To do =
Write out every line of the rows below again, requests included, and offset each point coordinate in the answers by adding 30 to it. Leave the sample coordinates in the requests as they are, and omit the pictures.

══ Rows

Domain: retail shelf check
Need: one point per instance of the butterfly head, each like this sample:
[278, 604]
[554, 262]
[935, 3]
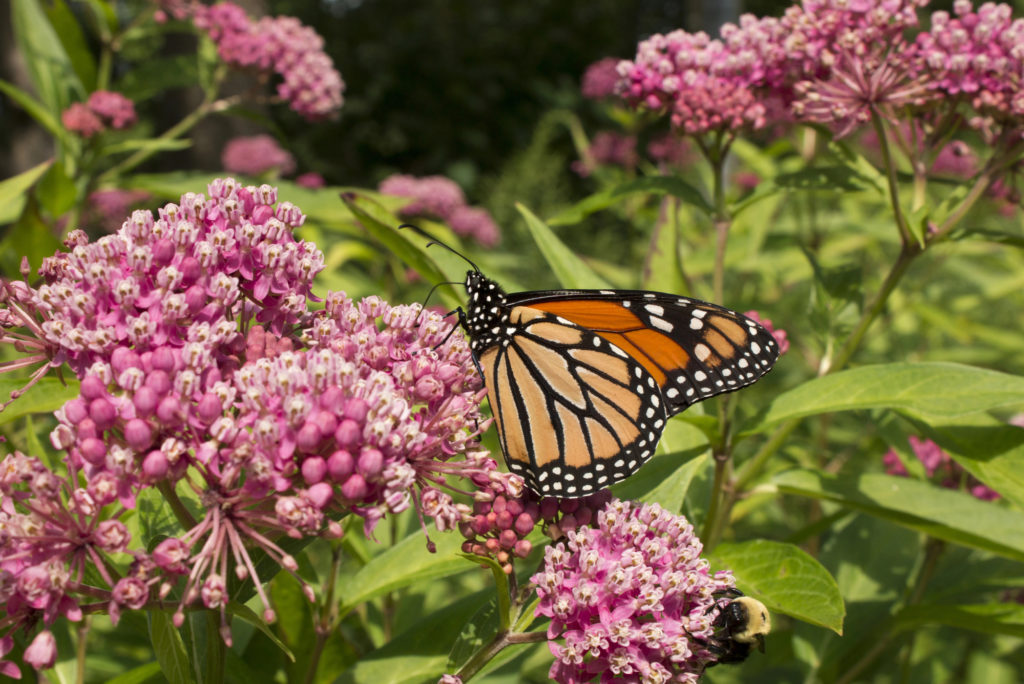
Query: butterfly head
[486, 308]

════

Answer in full =
Domain: retail shelf check
Need: one point per instance of the butterfly head, each like this sample:
[278, 604]
[554, 262]
[935, 3]
Query: butterfly head
[516, 338]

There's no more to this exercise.